WHAT TO PRODUCE: Filter the lines below, keeping each one that holds "fluorescent".

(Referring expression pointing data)
*** Block opens ***

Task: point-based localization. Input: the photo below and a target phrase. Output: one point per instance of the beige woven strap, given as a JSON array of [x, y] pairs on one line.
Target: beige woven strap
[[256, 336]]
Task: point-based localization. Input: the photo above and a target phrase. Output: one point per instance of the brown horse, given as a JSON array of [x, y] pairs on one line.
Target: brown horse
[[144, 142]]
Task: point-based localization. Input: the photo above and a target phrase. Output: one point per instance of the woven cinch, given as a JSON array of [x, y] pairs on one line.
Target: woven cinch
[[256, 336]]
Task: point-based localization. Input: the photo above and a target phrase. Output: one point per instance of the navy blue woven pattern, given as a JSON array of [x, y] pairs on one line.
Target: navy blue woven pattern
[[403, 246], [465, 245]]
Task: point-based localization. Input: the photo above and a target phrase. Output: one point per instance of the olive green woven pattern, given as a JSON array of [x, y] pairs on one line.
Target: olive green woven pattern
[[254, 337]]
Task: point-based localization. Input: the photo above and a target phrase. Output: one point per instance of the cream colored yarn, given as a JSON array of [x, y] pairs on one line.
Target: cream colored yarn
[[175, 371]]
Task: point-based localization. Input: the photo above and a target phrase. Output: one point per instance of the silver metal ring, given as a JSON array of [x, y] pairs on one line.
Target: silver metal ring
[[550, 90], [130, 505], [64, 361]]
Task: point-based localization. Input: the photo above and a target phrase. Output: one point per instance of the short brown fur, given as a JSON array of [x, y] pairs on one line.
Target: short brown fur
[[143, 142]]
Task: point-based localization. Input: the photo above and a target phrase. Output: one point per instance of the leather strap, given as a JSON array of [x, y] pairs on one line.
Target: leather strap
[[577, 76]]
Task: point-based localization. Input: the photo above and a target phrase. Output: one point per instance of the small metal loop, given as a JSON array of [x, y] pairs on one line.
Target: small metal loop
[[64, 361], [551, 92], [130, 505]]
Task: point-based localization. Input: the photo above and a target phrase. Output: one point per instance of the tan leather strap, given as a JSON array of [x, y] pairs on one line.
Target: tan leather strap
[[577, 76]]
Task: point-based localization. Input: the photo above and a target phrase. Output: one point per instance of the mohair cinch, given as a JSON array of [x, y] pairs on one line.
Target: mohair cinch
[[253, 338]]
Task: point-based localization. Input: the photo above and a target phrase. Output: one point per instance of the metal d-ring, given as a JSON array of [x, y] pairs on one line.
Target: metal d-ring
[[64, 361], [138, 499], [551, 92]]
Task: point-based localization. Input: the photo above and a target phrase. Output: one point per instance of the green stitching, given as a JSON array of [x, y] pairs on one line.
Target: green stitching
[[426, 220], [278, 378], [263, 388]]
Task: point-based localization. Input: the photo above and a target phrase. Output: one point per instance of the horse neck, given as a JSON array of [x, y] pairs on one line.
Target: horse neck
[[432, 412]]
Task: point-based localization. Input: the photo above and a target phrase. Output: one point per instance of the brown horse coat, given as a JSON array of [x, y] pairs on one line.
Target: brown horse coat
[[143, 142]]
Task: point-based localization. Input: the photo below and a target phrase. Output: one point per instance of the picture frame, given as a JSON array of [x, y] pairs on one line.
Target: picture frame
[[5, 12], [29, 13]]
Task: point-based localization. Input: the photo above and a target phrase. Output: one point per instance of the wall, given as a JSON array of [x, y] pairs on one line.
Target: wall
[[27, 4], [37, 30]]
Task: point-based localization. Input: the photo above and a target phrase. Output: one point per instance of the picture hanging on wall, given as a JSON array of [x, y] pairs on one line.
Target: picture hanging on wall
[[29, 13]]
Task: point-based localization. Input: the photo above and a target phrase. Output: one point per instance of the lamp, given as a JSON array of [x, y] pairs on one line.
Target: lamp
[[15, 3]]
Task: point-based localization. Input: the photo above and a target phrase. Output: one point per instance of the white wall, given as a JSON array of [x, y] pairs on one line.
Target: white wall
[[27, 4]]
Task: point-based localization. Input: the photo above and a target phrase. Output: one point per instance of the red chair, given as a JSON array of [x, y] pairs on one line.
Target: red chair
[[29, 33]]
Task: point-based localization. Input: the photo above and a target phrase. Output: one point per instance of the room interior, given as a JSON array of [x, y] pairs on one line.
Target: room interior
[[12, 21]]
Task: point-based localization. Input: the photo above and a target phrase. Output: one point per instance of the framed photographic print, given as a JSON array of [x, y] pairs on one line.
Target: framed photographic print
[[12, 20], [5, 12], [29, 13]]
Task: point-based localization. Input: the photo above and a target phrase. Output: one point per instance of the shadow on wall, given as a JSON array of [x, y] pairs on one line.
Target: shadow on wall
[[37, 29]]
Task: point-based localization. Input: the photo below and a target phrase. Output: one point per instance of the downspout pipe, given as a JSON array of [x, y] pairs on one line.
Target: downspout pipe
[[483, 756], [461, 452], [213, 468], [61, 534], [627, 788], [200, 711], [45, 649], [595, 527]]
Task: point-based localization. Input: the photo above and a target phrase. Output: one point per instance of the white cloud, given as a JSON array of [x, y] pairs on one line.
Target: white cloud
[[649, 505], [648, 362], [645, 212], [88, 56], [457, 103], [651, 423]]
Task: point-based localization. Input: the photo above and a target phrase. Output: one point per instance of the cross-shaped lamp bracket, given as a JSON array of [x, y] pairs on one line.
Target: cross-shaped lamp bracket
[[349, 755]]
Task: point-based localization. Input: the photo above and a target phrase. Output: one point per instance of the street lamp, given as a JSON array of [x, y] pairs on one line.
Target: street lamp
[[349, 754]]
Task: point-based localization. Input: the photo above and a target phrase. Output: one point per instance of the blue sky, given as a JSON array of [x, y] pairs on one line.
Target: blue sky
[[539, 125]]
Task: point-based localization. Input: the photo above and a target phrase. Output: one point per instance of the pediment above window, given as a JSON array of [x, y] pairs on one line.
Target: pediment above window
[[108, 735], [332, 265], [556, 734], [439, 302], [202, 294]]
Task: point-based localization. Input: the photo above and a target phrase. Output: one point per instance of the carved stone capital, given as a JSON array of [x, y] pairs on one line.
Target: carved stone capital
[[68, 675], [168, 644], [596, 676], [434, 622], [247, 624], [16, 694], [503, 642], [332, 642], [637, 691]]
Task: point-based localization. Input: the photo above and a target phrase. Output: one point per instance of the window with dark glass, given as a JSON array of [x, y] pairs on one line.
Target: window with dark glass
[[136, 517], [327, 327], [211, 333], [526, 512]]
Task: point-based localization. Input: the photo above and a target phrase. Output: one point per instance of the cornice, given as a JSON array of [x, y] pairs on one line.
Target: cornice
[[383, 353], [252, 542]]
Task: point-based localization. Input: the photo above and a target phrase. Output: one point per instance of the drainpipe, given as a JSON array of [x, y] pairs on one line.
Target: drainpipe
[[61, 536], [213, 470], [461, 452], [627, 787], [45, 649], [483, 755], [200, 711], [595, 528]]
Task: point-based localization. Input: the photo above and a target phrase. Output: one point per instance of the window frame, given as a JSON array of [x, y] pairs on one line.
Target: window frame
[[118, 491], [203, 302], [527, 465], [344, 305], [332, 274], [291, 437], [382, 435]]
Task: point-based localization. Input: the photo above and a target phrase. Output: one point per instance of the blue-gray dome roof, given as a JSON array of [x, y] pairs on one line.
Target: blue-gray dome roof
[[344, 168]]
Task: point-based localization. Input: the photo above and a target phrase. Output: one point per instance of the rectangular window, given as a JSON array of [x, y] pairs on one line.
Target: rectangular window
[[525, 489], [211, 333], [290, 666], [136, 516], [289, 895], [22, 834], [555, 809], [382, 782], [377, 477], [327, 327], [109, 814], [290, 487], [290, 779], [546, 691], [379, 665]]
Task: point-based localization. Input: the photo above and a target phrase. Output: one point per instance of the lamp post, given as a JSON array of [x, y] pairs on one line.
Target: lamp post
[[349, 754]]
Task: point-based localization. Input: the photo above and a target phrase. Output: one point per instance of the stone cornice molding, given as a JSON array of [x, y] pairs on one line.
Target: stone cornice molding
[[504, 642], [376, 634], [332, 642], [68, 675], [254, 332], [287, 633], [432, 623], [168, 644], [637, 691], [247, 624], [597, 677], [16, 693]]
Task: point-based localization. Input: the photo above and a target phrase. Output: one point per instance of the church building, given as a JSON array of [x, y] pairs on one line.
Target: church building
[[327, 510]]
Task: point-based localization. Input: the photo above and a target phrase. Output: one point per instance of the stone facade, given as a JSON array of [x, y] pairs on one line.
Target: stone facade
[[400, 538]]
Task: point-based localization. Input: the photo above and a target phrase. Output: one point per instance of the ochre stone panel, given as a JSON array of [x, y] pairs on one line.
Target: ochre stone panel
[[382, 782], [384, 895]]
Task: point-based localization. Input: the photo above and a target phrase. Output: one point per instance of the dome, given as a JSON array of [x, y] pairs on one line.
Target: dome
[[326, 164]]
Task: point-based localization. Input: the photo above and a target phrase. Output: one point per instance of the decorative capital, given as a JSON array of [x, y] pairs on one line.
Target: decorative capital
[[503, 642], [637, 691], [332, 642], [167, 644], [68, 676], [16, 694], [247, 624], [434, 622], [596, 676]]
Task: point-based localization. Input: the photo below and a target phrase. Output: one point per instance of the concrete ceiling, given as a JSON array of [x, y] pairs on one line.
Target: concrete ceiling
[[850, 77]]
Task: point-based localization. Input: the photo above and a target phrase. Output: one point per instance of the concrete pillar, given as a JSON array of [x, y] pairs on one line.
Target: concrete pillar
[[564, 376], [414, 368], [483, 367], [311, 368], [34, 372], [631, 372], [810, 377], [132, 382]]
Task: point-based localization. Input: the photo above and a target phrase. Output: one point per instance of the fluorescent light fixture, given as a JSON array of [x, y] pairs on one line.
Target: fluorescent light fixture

*** Block closes ***

ANSWER SPACE:
Task: point-based localization. Input: the photo above and a target phrase. Output: one point per instance of the fluorescent light fixture, given as a JSON array of [x, y] pairs on one line.
Target: fluorescent light fixture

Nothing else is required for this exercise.